EXPLORE THE MATERIAL ::
#1 Please condense the paragraph of the Dunkard Creek post below that begins "Golden algae is a single-celled" into a short bulleted list that keeps its main facts.
#2 Carry on with the Dunkard Creek post below, starting after its last sentence.
── PAGE EXTRACT ──
Monday, November 30, 2009

Golden Algae Kills 32 Miles Of Dunkard Creek

The Chesapeake Bay Foundation Bay Daily Blog posted this story about recent contamination in Dunkard Creek killing just about every living thing for 32 miles in Southwestern PA. Click here for an audio version of this story.
[Update NewsClips:
Feds: Mine Discharges Led To Algae That Killed Dunkard Creek Life
Dunkard Creek Still Has Carp Population]
Betty Wiley grew up here on Dunkard Creek in West Virginia.
She’s 68 now. But she’ll never forget when she was a kid, playing in this forested stream that runs between rocky hills along the Mason-Dixon line that separates West Virginia from Pennsylvania.
“I remember, going in where it was shallow, and picking up rocks and finding crawdads," Betty recalls, standing in the creek on a recent afternoon. "There were lots of mussels, and lots of little fish. We’d catch these little fish. And it was a part of our lives.”
Then one day this fall, she took a walk down the stream again, this time with her grandchildren, aged 11 and 7. The water didn’t look right. It was the color of copper; sort of greenish. And everywhere she looked, fish were floating or twitching – including a dead muskie, about 40 inches long.
“It was almost as though a family member had died," Betty said. "It was just unbelievable.”
Eventually, researchers concluded that what Betty was seeing was evidence of the worst fish kill in at least two decades in West Virginia. Just about every living creature in 32 miles of the creek had been wiped out, including rare freshwater mussels.
Ziemkiewicz, director of the Water Research Institute at nearby West Virginia University, investigated. He concluded that the usual suspect in Appalachian coal country – acidic water seeping out of coal mines – was not the likely killer, this time. For one thing, the water was the wrong color.
For another, monitoring found suspiciously high salt levels in the creek… and a peculiar toxic organism called golden algae normally found only in saltier waters – not freshwater streams.
"This is the first time that golden algae has been reported in this part of the world, at all," Ziemkiewicz said. "To my knowledge, it is the first golden algae kill in the Appalachians.”
Golden algae is a single-celled microscopic organism with two tentacle-like flagella that is native to Eurasia and needs salt to bloom. It caused massive fish kills in the Middle East in the 1950’s. Then, somehow, the algae hitched a ride across the ocean and – in 1985 -- popped up in the U.S. for the first time, killing millions of fish amid the oil and gas fields of Texas and Oklahoma.
───
── EXERCISE DATA ──
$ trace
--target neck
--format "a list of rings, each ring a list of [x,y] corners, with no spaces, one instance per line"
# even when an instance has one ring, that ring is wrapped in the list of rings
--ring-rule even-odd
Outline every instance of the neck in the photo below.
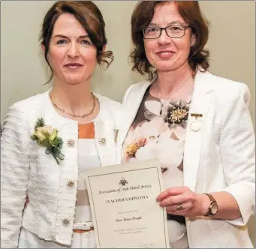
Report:
[[[53,100],[59,107],[77,115],[91,110],[94,101],[90,92],[90,80],[77,85],[69,85],[56,80],[50,94]]]
[[[156,83],[158,92],[163,94],[170,94],[183,83],[187,84],[191,82],[191,76],[192,70],[187,63],[171,71],[158,71]]]

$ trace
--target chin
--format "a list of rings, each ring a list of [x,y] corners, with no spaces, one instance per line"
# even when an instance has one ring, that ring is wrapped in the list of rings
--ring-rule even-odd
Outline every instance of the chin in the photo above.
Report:
[[[65,82],[68,85],[79,85],[84,82],[84,79],[81,78],[65,78]]]

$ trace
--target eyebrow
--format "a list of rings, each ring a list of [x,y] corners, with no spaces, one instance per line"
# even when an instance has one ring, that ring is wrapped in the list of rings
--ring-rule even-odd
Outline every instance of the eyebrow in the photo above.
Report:
[[[178,21],[178,20],[175,20],[175,21],[173,21],[173,22],[170,22],[167,24],[167,26],[171,26],[171,25],[174,25],[174,24],[179,24],[179,25],[185,25],[185,23],[184,23],[183,22],[180,22],[180,21]],[[157,24],[155,23],[153,23],[153,22],[150,22],[149,26],[158,26]]]
[[[56,35],[54,35],[53,38],[65,38],[65,39],[69,39],[69,38],[68,36],[65,36],[63,34],[56,34]],[[78,38],[79,39],[89,38],[89,35],[88,34],[80,35]]]

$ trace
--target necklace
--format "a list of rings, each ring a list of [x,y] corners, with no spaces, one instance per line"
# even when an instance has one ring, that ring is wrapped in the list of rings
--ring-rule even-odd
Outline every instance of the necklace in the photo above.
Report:
[[[173,92],[172,92],[170,94],[170,95],[168,96],[167,99],[164,102],[164,104],[161,102],[161,98],[158,96],[158,84],[156,84],[156,95],[158,97],[158,99],[160,100],[160,104],[161,104],[160,115],[161,115],[162,109],[163,109],[165,103],[167,101],[168,101],[170,100],[170,97],[173,96],[176,92],[178,92],[178,90],[180,89],[185,85],[185,83],[188,81],[189,79],[191,79],[191,76],[189,76],[189,77],[182,84],[181,84],[179,88],[177,88]]]
[[[57,106],[57,104],[54,103],[54,101],[53,101],[53,98],[52,98],[52,95],[51,95],[50,93],[49,93],[49,96],[50,96],[50,100],[51,100],[53,105],[56,108],[57,108],[57,109],[58,109],[59,110],[60,110],[62,112],[63,112],[63,113],[65,113],[65,114],[67,114],[67,115],[68,115],[68,116],[71,116],[71,117],[74,117],[74,118],[86,118],[86,117],[89,116],[89,115],[91,115],[91,114],[93,112],[93,111],[94,111],[94,110],[95,110],[95,108],[96,98],[95,98],[95,96],[94,95],[94,94],[92,94],[92,96],[93,96],[93,106],[92,106],[92,110],[91,110],[88,113],[86,113],[86,114],[83,114],[83,115],[76,115],[76,114],[72,114],[72,113],[69,113],[69,112],[66,112],[65,110],[63,110],[63,109],[59,107],[59,106]]]

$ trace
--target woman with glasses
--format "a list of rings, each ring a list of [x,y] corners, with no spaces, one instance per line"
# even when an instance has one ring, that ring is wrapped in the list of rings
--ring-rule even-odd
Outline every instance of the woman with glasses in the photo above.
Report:
[[[143,1],[131,17],[131,86],[119,131],[122,161],[158,158],[170,247],[252,248],[255,208],[250,93],[207,71],[207,21],[196,1]],[[146,177],[146,176],[145,176]]]

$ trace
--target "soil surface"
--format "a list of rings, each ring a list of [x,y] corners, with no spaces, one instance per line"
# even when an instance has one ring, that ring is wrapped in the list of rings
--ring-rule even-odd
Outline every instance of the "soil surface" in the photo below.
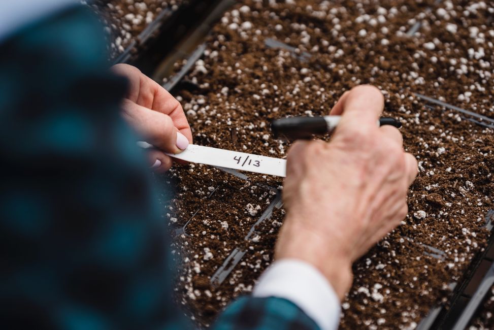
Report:
[[[273,139],[271,119],[326,114],[359,84],[381,89],[384,114],[403,123],[420,172],[402,225],[355,263],[340,328],[414,328],[432,306],[447,303],[449,285],[485,246],[483,219],[494,208],[494,130],[414,93],[494,118],[494,7],[457,0],[241,2],[214,27],[187,77],[196,88],[176,95],[194,143],[283,158],[290,144]],[[417,22],[420,28],[407,35]],[[268,47],[269,39],[295,50]],[[172,248],[177,300],[202,326],[250,292],[273,260],[282,209],[258,226],[255,239],[244,238],[274,198],[269,187],[281,188],[282,180],[246,174],[189,164],[164,177],[177,187],[166,215],[171,229],[195,214],[190,236],[176,237]],[[236,247],[246,254],[213,286]],[[491,322],[488,315],[478,322]]]
[[[123,53],[159,13],[175,10],[182,0],[81,0],[101,18],[112,58]]]

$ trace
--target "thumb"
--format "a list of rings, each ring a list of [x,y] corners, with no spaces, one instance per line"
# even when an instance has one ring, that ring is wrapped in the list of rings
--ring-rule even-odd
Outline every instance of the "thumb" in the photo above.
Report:
[[[189,141],[175,127],[168,115],[151,110],[126,100],[124,116],[147,142],[169,153],[177,154],[187,148]]]

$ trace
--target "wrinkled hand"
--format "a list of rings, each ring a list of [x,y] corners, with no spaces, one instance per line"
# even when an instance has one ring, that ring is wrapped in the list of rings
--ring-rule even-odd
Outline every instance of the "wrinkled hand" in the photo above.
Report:
[[[182,106],[164,88],[137,68],[118,64],[112,69],[129,82],[123,103],[124,117],[147,142],[160,149],[150,151],[150,166],[158,172],[168,171],[173,160],[162,151],[178,153],[192,143],[192,132]]]
[[[340,299],[351,284],[352,262],[406,216],[418,172],[400,131],[378,127],[383,107],[378,89],[354,87],[331,111],[342,118],[331,142],[298,142],[288,154],[287,212],[275,256],[312,264]]]

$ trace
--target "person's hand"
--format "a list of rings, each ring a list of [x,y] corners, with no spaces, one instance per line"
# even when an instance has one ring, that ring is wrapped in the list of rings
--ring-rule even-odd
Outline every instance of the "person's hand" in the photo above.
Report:
[[[400,131],[378,127],[383,107],[379,89],[354,87],[331,111],[342,118],[330,143],[297,142],[288,153],[287,215],[275,257],[314,266],[340,299],[351,284],[352,262],[406,216],[418,173]]]
[[[180,103],[137,68],[118,64],[112,69],[129,82],[123,104],[124,117],[146,142],[159,149],[150,151],[150,166],[157,172],[168,171],[173,160],[163,151],[178,153],[192,143],[192,132]]]

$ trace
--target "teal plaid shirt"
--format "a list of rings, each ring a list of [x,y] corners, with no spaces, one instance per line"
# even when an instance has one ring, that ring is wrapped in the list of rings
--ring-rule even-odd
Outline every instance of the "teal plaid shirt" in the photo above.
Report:
[[[0,45],[0,326],[185,329],[166,224],[119,115],[102,29],[75,7]],[[316,329],[291,302],[244,297],[214,329]]]

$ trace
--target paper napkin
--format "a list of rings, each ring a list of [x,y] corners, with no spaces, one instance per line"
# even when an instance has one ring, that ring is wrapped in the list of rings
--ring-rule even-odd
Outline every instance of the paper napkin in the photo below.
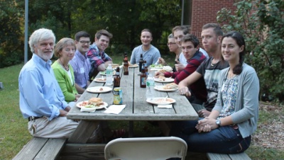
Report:
[[[90,112],[90,113],[94,113],[96,111],[96,108],[85,108],[82,107],[81,108],[81,112]]]
[[[119,114],[126,107],[126,105],[111,105],[105,111],[105,113]]]
[[[173,105],[158,105],[158,108],[173,108]]]

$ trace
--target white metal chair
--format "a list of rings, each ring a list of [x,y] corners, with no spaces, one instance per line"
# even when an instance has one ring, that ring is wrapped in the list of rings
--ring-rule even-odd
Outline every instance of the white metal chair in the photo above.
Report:
[[[185,159],[187,145],[178,137],[119,138],[106,144],[104,158],[109,159]]]

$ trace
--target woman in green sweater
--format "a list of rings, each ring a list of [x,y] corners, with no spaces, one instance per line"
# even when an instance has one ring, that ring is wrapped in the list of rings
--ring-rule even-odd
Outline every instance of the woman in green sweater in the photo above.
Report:
[[[51,66],[65,101],[71,107],[80,97],[75,86],[73,69],[68,64],[69,61],[73,58],[75,50],[74,40],[71,38],[63,38],[55,45],[54,55],[59,58]]]

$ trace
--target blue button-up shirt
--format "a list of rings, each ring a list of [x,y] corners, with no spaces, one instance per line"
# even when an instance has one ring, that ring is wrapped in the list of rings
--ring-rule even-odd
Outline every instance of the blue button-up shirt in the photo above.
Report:
[[[20,109],[24,118],[46,116],[51,120],[67,106],[50,65],[50,60],[33,54],[21,70]]]
[[[69,63],[73,68],[76,84],[83,88],[87,88],[91,64],[86,54],[82,55],[79,50],[76,50],[73,59]]]

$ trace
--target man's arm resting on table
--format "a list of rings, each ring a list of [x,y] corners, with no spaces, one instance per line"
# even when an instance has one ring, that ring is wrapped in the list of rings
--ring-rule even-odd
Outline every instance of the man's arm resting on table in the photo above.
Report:
[[[88,81],[87,84],[89,84],[89,81]],[[78,92],[79,94],[82,94],[84,91],[84,88],[82,88],[80,86],[79,86],[77,84],[75,84],[75,88],[77,91]]]

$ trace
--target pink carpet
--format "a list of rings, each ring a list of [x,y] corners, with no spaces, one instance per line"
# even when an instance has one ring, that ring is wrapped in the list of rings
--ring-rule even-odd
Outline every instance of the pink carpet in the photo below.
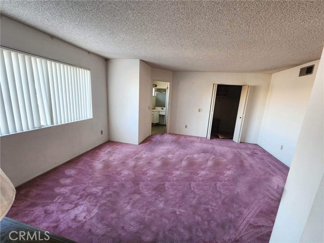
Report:
[[[80,242],[267,242],[288,170],[230,140],[109,142],[18,187],[8,216]]]

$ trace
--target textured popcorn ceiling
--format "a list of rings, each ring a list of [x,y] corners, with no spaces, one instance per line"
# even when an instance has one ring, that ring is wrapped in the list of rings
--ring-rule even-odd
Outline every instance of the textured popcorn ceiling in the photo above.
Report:
[[[319,59],[324,1],[1,1],[3,14],[107,58],[274,72]]]

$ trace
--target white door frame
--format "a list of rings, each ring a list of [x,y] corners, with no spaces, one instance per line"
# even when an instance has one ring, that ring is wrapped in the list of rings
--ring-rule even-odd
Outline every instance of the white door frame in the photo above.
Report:
[[[213,93],[212,94],[212,101],[211,102],[211,110],[209,113],[209,120],[208,120],[208,128],[207,129],[207,139],[211,139],[211,133],[212,132],[212,125],[213,124],[213,117],[214,117],[214,108],[215,107],[215,101],[216,99],[216,91],[217,90],[217,84],[214,84],[213,87]]]
[[[159,80],[153,79],[151,83],[153,84],[153,82],[154,81],[157,81],[159,82],[163,82],[167,83],[167,100],[166,101],[166,115],[165,116],[165,133],[168,133],[168,118],[170,115],[170,82],[168,82],[167,81],[161,81]],[[153,91],[153,89],[155,87],[152,87],[152,89],[151,90],[151,96],[152,95],[152,93]],[[157,89],[159,89],[157,88]],[[152,110],[152,106],[151,106],[151,109]],[[152,132],[151,131],[151,135],[152,135]]]
[[[211,109],[210,112],[209,114],[209,119],[208,121],[208,127],[207,129],[207,138],[208,139],[211,139],[211,133],[212,132],[212,126],[213,124],[213,117],[214,116],[214,111],[215,108],[215,103],[216,99],[216,92],[217,91],[217,84],[214,84],[214,86],[213,87],[213,93],[212,95],[212,100],[211,102]],[[220,84],[219,84],[220,85]],[[235,85],[235,86],[239,86],[239,85]],[[239,110],[237,110],[237,116],[236,117],[236,124],[235,124],[235,130],[234,131],[234,133],[236,132],[238,133],[238,139],[236,141],[234,141],[238,143],[239,143],[240,139],[241,139],[241,134],[242,133],[242,128],[243,127],[243,124],[244,122],[244,117],[245,116],[245,112],[247,108],[247,104],[248,103],[248,99],[249,98],[249,93],[250,91],[250,86],[249,85],[242,85],[240,86],[242,86],[242,89],[243,89],[244,87],[247,87],[247,91],[245,93],[244,97],[242,97],[242,93],[241,92],[241,97],[240,97],[240,104],[239,105],[243,105],[242,107],[242,113],[239,114]],[[241,102],[241,99],[243,99]],[[243,102],[244,101],[244,102]],[[239,119],[241,120],[241,122],[239,123],[238,127],[239,128],[236,128],[236,126],[237,125],[237,119]],[[238,130],[237,130],[238,129]],[[234,139],[233,139],[234,141]]]
[[[249,91],[250,86],[244,85],[242,86],[241,96],[239,98],[239,104],[237,109],[237,115],[236,116],[236,122],[235,125],[235,130],[233,135],[233,141],[239,143],[241,140],[241,135],[242,134],[242,128],[244,123],[244,117],[245,117],[245,111],[247,109],[247,103],[249,98]]]

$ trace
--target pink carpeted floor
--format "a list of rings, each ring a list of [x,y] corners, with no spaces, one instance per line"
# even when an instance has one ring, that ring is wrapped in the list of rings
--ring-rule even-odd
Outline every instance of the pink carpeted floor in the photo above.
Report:
[[[288,170],[230,140],[109,142],[18,187],[8,216],[80,242],[267,242]]]

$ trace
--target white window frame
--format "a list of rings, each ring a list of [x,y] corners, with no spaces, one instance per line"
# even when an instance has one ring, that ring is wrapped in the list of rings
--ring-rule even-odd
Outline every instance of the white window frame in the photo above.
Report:
[[[0,136],[92,117],[89,69],[0,47]]]

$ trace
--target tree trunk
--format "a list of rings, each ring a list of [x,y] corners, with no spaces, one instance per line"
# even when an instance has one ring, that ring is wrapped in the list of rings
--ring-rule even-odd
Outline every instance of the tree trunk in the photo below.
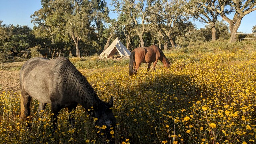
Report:
[[[170,41],[171,42],[171,44],[172,44],[172,47],[173,48],[175,48],[175,44],[172,38],[170,39]]]
[[[128,37],[126,37],[126,48],[127,48],[127,49],[129,50],[130,50],[130,48],[129,48],[129,39]]]
[[[72,51],[71,50],[69,50],[69,56],[72,56]]]
[[[112,38],[112,35],[113,35],[112,34],[111,34],[109,37],[108,38],[108,40],[107,41],[107,43],[106,43],[105,46],[104,47],[104,50],[105,50],[108,47],[108,46],[109,45],[109,42],[110,41],[110,39],[111,39],[111,38]]]
[[[141,47],[144,47],[144,41],[143,41],[143,40],[142,36],[139,36],[139,37],[140,37],[140,43],[141,44]]]
[[[54,55],[55,55],[55,49],[53,49],[53,52],[51,53],[52,54],[52,59],[53,59],[53,58],[54,57]]]
[[[216,30],[215,29],[215,23],[212,25],[212,41],[216,41]]]
[[[236,37],[236,34],[234,34],[237,32],[237,30],[240,26],[239,24],[239,25],[232,25],[229,26],[229,30],[230,31],[230,43],[236,41],[236,39],[234,38]]]
[[[168,50],[168,42],[164,42],[164,50]]]
[[[76,57],[80,57],[81,56],[80,55],[80,49],[79,48],[79,41],[75,41],[75,44],[76,45]]]
[[[13,49],[12,48],[11,49],[11,51],[13,53],[13,54],[15,55],[16,56],[18,56],[18,55],[17,55],[17,54],[16,53],[16,52],[14,51],[13,50]]]

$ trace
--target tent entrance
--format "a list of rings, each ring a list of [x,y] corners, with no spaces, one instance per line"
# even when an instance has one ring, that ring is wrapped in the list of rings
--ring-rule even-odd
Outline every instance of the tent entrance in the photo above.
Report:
───
ANSWERS TO THIS EXERCISE ::
#1
- Golden algae is a microscopic single-celled organism with two tentacle-like flagella.
- It is native to Eurasia and needs salt to bloom.
- It caused massive fish kills in the Middle East in the 1950s.
- It first appeared in the U.S. in 1985 and killed millions of fish in the oil and gas fields of Texas and Oklahoma.

#2
Dr. Ziemkiewicz believes that the algae might have hitch-hiked from Texas to West Virginia inside water tank trucks used in natural gas drilling. There has been a boom in drilling in West Virginia, Pennsylvania and across the Chesapeake region the last four years using a process called hydraulic fracturing. Drilling companies – often based in Texas -- suck millions of gallons of water out of streams and rivers. They then inject the water at high pressure sometimes a mile into the earth, fracturing shale and releasing natural gas into a pipe. When this water is underground, it absorbs salt. And when it re-emerges onto the surface, it’s sometimes seven times saltier than the ocean.
Dr. Ziemkiewicz suspects that drilling waste water is turning Dunkard Creek, the Monongahela River downstream, and other fresh waterways in this region increasingly salty. And that saltiness could make them a welcoming home for the algae invader that has been haunting the gas fields of Texas. So not only might the drillers be bringing the algae in, they could also be creating the conditions in which the algae can flourish.
“Any truck that comes up here and is involved in the oil and gas industry in Texas and Oklahoma ought to be sterilized before it’s allowed to operate in this area," Ziemkiewicz said. "Trucks ought not to be able to move around from one contaminated watershed like this one now, take water out of here and then move it to another watershed. That is a recipe for disaster.”
State environmental officials caution that the investigation into Dr. Ziekiewicz's theory is just beginning. Authorities say that while both golden algae and salt are believed to be contributing factors in the fish kill, it is still not clear how they got into Dunkard Creek… or who exactly is to blame.
Meanwhile, researchers are now carefully watching streams across the drilling fields of West Virginia and Pennsylvania to see if the gold rush of gas drilling will spread this golden shadow in the streams.